▸ Exercise passage:
------------------------------------------------------------------------

The Inspector General said that under current law, Medicare reimbursement rates for hospitals are different from those for ambulatory surgical centers for many of the same outpatient services, and the rates vary by as much as 200 percent.

It is estimated that $1 billion could be saved annually by lowering the reimbursement rates that are higher for hospital outpatient departments to the ambulatory surgical center rates. Another $100 million could be saved by bringing the payment rates that are higher for ambulatory surgical centers into parity with the hospital rates.

“In the absence of a compelling reason for a payment differential, the amount Medicare pays for a procedure should be based on the service and not the setting,” Inspector General Rehnquist said. “Our studies show that reimbursement disparities between facilities for outpatient services unnecessarily cost Medicare as much as $1.1 billion a year, and we are calling for immediate action to correct this imbalance by establishing greater parity in the payment rates.”

------------------------------------------------------------------------

▸ Supplied records:
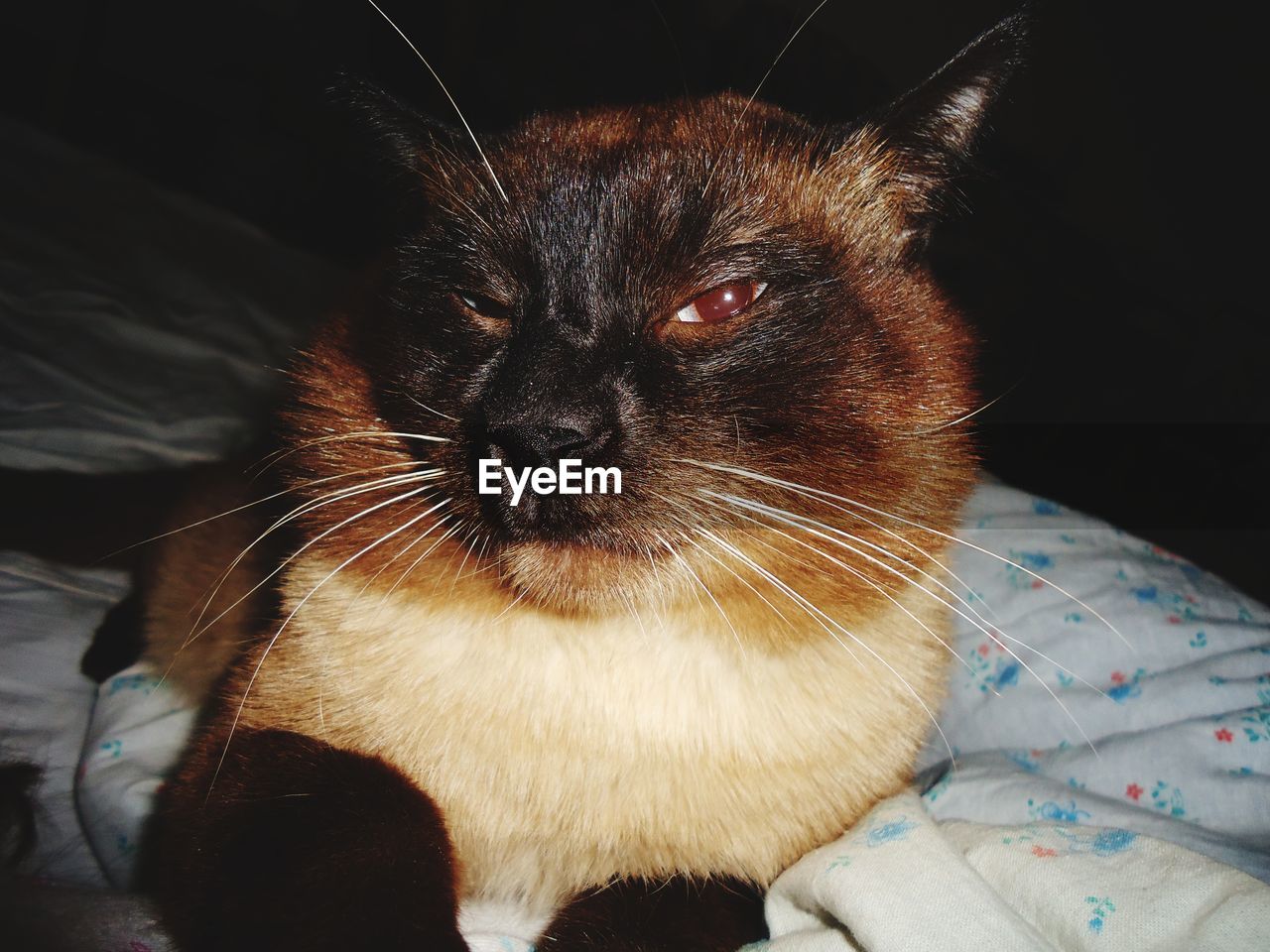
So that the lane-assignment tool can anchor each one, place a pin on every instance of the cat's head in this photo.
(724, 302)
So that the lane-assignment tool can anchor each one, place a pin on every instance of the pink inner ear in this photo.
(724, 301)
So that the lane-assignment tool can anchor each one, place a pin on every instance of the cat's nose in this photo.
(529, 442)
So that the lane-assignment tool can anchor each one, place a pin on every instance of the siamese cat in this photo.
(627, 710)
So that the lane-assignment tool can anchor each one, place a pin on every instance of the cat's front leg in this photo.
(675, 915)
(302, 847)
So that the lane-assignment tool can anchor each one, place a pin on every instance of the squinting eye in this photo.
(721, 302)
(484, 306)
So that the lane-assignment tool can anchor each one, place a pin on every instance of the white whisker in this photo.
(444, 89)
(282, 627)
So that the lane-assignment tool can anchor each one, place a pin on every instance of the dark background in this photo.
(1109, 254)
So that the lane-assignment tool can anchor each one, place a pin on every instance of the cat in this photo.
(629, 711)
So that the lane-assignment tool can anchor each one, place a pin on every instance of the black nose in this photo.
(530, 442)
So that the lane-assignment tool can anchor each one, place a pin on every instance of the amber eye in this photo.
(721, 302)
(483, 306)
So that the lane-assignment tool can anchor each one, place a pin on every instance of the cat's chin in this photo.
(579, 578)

------------------------------------------------------------------------

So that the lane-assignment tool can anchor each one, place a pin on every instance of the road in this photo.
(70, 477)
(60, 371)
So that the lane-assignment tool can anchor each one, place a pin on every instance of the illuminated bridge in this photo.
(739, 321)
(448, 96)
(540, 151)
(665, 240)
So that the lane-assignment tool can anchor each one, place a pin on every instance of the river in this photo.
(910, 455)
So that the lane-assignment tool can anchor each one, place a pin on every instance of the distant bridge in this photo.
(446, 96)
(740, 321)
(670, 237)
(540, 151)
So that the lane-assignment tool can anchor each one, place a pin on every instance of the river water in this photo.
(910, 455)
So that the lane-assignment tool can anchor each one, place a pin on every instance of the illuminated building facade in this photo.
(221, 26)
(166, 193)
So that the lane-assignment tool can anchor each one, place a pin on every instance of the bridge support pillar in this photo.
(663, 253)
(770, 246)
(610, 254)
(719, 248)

------------------------------------------------------------------------

▸ Activities:
1. Rewrite the passage on Medicare payment rates from "The Inspector General" up to and including "the hospital rates.", changing "hospital outpatient departments" to "outpatient hospital clinics".
2. In the passage on Medicare payment rates, turn the paragraph beginning "It is estimated that" into a short list that keeps its main facts.

▸ Answers by item number:
1.
The Inspector General said that under current law, Medicare reimbursement rates for hospitals are different from those for ambulatory surgical centers for many of the same outpatient services, and the rates vary by as much as 200 percent.

It is estimated that $1 billion could be saved annually by lowering the reimbursement rates that are higher for outpatient hospital clinics to the ambulatory surgical center rates. Another $100 million could be saved by bringing the payment rates that are higher for ambulatory surgical centers into parity with the hospital rates.

2.
- Lowering the higher hospital outpatient department rates to the ambulatory surgical center rates could save an estimated $1 billion annually.
- Bringing the higher ambulatory surgical center rates into parity with the hospital rates could save another $100 million.